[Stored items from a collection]
:::::

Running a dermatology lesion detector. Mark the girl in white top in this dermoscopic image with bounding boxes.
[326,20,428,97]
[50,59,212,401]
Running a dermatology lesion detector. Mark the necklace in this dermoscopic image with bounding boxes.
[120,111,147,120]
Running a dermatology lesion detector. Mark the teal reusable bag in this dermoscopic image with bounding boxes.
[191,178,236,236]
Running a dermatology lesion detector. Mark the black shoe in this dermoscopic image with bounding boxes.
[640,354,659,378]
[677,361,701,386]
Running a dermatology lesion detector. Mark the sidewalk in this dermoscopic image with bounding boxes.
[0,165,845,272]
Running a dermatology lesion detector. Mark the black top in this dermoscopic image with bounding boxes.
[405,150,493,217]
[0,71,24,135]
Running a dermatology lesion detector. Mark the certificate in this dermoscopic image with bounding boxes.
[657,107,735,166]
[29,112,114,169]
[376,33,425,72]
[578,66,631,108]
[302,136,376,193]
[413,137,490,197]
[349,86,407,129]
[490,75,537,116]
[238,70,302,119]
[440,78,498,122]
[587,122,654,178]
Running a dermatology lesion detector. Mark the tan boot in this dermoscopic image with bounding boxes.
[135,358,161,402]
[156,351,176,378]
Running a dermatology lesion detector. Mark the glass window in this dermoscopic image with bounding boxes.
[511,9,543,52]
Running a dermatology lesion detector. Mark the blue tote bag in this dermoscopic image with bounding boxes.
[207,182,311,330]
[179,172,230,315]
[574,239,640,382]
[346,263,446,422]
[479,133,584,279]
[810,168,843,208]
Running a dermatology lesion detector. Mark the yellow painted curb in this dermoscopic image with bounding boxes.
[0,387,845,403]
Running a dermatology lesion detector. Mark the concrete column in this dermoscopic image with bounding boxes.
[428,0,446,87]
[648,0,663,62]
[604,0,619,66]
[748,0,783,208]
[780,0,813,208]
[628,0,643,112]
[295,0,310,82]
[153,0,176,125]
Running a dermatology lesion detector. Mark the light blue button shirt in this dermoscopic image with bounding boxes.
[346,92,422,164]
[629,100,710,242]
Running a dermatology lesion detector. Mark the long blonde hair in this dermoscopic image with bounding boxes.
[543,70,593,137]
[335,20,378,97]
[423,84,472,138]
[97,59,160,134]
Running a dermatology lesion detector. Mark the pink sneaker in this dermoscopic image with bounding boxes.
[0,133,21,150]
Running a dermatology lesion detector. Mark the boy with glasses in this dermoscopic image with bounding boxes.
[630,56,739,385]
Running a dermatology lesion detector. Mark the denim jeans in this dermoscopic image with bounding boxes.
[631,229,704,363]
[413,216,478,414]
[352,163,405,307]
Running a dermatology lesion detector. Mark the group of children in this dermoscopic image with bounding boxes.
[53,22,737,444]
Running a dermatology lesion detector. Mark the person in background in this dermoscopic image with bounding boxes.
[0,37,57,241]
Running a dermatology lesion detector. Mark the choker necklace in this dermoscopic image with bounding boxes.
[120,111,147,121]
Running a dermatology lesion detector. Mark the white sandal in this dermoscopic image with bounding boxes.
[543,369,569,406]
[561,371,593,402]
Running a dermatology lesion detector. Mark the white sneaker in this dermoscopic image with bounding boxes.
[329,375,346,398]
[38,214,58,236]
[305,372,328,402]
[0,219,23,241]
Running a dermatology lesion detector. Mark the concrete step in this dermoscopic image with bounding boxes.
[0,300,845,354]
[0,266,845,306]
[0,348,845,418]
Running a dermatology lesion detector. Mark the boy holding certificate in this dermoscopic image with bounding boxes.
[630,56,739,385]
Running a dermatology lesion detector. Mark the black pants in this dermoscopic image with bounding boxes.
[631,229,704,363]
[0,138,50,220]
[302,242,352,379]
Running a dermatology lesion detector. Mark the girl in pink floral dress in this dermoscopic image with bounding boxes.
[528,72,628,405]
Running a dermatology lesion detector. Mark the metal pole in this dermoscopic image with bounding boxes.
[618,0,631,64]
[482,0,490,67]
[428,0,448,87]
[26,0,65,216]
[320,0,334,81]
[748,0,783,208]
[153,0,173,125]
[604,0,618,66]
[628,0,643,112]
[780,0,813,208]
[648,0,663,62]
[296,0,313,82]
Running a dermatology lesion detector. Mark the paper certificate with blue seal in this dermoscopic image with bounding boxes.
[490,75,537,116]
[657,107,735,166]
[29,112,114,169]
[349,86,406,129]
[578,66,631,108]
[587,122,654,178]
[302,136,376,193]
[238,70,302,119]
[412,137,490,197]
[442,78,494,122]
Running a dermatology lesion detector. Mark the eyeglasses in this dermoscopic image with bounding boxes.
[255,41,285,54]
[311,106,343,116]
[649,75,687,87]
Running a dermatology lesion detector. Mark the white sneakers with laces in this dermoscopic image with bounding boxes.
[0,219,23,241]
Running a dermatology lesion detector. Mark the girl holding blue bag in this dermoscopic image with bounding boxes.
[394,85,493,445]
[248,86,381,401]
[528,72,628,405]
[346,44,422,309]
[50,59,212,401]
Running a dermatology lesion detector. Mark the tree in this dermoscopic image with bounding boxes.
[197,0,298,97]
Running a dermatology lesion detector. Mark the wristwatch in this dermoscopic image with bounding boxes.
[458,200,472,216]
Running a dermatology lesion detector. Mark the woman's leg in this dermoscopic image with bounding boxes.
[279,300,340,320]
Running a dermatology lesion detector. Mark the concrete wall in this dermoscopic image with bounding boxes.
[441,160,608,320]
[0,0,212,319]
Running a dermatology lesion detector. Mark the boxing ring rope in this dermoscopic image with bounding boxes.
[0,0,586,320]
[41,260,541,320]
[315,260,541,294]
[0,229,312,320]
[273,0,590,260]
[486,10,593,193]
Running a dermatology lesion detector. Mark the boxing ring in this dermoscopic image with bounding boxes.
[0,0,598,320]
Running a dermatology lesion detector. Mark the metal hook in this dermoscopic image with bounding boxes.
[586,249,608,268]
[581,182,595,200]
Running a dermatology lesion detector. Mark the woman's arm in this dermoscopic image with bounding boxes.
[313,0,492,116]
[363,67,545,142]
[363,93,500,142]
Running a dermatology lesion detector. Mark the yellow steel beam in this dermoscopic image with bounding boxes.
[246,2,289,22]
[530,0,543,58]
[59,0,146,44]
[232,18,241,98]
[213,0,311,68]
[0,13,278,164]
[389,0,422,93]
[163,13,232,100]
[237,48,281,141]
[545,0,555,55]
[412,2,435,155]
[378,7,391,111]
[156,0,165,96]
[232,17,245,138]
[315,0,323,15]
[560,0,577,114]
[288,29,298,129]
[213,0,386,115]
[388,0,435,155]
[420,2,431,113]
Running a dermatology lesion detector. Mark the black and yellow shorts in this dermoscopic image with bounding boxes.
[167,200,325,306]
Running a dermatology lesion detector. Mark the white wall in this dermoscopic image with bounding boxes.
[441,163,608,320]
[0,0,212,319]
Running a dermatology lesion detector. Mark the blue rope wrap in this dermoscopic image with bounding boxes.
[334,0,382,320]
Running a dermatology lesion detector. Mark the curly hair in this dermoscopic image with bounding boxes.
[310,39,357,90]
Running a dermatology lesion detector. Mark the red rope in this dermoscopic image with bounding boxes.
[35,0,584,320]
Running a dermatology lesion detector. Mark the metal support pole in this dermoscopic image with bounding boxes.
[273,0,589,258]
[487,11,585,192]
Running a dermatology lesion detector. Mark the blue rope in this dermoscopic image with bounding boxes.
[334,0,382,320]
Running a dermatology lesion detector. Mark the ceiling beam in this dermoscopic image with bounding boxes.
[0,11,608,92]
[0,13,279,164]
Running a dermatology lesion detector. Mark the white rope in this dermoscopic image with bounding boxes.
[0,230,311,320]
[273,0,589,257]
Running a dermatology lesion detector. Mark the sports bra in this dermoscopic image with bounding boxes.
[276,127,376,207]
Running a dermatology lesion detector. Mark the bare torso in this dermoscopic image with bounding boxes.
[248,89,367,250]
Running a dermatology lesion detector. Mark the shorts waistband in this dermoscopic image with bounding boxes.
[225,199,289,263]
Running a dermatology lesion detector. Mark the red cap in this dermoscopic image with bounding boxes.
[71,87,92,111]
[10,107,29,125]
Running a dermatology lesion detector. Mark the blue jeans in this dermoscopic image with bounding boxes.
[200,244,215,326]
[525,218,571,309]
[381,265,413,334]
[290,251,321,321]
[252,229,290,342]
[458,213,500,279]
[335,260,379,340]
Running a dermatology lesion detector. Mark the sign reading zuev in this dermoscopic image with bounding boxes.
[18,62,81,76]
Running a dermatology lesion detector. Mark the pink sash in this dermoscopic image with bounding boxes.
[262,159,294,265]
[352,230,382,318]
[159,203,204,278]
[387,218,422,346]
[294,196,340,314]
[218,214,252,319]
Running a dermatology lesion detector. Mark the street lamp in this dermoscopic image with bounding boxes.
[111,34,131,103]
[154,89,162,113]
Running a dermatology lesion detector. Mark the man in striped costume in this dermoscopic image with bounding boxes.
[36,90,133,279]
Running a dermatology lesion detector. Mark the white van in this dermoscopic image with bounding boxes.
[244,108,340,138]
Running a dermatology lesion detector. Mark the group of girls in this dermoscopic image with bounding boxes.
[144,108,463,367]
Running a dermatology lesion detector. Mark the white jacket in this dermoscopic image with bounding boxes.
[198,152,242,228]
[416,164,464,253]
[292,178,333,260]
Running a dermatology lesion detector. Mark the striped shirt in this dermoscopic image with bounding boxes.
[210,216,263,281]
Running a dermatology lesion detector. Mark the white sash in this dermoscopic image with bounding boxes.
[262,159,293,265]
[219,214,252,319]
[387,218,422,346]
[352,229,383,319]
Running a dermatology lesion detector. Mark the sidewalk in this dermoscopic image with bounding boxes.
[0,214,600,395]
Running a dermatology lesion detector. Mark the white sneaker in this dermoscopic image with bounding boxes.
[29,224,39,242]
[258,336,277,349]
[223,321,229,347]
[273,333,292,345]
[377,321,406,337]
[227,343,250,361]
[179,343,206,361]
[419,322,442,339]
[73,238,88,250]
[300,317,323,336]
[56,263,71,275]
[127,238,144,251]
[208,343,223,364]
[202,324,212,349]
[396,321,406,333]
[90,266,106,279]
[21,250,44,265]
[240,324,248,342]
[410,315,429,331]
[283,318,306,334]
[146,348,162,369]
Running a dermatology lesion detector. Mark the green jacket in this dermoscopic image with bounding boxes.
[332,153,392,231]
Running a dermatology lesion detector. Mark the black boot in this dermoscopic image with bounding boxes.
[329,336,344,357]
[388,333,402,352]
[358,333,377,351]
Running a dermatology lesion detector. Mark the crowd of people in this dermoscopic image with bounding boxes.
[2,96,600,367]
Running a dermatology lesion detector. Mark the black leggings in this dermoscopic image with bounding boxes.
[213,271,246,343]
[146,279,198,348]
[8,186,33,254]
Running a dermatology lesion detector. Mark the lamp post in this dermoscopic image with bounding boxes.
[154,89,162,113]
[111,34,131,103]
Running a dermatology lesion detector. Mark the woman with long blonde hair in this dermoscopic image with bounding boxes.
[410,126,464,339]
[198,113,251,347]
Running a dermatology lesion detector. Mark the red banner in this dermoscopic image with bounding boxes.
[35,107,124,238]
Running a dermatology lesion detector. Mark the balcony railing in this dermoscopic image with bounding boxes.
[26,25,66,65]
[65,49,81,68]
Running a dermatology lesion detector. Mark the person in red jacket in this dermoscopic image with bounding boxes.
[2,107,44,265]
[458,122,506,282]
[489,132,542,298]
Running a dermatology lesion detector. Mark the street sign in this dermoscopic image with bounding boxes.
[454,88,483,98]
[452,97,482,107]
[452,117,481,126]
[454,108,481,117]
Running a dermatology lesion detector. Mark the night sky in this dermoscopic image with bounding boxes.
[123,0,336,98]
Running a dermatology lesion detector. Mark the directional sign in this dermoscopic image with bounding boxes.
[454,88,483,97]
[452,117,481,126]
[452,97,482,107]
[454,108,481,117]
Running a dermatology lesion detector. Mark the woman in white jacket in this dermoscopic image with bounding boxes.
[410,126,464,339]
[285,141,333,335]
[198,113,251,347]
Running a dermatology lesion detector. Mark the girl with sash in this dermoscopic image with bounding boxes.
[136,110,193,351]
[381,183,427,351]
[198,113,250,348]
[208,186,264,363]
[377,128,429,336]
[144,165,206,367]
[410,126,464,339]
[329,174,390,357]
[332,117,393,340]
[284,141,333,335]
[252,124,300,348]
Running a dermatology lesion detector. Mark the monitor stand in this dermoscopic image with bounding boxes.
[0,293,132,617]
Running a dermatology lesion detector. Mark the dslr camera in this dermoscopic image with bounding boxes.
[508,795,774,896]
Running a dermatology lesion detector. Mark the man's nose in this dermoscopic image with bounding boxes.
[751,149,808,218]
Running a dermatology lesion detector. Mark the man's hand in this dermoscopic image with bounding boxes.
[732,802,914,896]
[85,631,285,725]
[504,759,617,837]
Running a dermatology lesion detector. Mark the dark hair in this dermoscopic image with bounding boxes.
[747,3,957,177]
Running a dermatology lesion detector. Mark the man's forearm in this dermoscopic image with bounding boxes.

:::::

What the task asks:
Recast the stretch of the data from the line containing "Running a dermatology lesion detector. Mark the dslr" through the end of the data as a Markdown table with the columns No. and Line. Give each line its own numbered row and leave out blank lines.

Output:
| No. | Line |
|---|---|
| 1 | Running a dermatology lesion detector. Mark the dslr camera in this dermoscopic image with bounding boxes. |
| 2 | [508,795,774,896] |
| 3 | Running a dermatology lesion detector. Mark the man's nose in this dermoscopic image with bounding boxes. |
| 4 | [751,149,808,218] |
| 5 | Running a dermatology lesion detector. Mark the man's hand in this dermoscopic image with bounding boxes. |
| 6 | [732,802,914,896] |
| 7 | [85,631,285,725] |
| 8 | [504,759,617,837] |
| 9 | Running a dermatology lesion detector. Mark the dark hair in this dermoscopic image with bounding boxes. |
| 10 | [747,3,957,177] |
| 11 | Running a dermatology lesion detector. Mark the man's forearm in this dermoscopic image with bounding boxes. |